:: Material supplied ::
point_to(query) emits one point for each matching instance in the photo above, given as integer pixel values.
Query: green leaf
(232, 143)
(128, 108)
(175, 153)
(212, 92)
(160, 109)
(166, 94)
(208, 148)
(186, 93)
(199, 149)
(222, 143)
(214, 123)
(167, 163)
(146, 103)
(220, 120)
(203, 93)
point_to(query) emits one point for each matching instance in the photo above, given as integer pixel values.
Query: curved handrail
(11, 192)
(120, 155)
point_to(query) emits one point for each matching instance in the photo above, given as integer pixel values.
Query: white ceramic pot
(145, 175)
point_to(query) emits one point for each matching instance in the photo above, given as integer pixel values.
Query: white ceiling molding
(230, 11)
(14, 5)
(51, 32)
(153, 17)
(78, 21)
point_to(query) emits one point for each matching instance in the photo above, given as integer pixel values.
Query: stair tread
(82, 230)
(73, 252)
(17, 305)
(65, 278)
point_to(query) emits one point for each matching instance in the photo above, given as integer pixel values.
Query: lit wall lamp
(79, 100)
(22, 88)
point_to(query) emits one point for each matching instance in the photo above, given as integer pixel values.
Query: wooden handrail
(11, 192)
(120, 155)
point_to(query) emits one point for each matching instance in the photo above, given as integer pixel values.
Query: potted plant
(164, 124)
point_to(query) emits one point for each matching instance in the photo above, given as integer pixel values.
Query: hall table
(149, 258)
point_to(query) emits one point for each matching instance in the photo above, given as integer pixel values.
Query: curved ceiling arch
:::
- **Try it**: Word for word, set down each line of the material.

- **Solution**:
point_to(query) emits one point for each matching instance in the photo above, given as integer pixel values.
Query: green leaf
(232, 143)
(128, 108)
(175, 153)
(212, 92)
(160, 109)
(166, 94)
(208, 148)
(186, 93)
(199, 149)
(222, 143)
(214, 123)
(167, 163)
(146, 103)
(220, 120)
(203, 93)
point_to(query) emits one point for each matching instance in the photo above, given as integer pixel values.
Query: curved handrail
(11, 192)
(120, 155)
point_to(query) emits one point for each matching instance in the photo above, given as integer pixel values.
Query: white ceramic pot
(145, 175)
point_to(query) emits one point for each matching instance in the photo above, given as integer pixel values.
Query: white ceiling molding
(230, 11)
(14, 5)
(51, 32)
(153, 17)
(78, 21)
point_to(query) emits one point for each matching instance in the photo above, given as integer pixel values.
Query: stair tread
(82, 230)
(73, 252)
(17, 305)
(65, 278)
point_to(query) emits one point for each matching instance in the photo above, given as integer pixel values.
Query: lit wall lamp
(79, 100)
(22, 88)
point_to(query) emits one point for each matching instance in the photo above, given as integer pixel values.
Query: wooden handrail
(11, 192)
(120, 155)
point_to(query) emits one point for each matching instance in the photo above, given as integer pixel values.
Query: potted plant
(164, 124)
point_to(query) emits one point for each matching instance in the photo above, given as integer pixel values.
Query: hall table
(149, 258)
point_to(query) emits one point for each matching instance in the photo above, given as integer pixel values.
Query: curved ceiling arch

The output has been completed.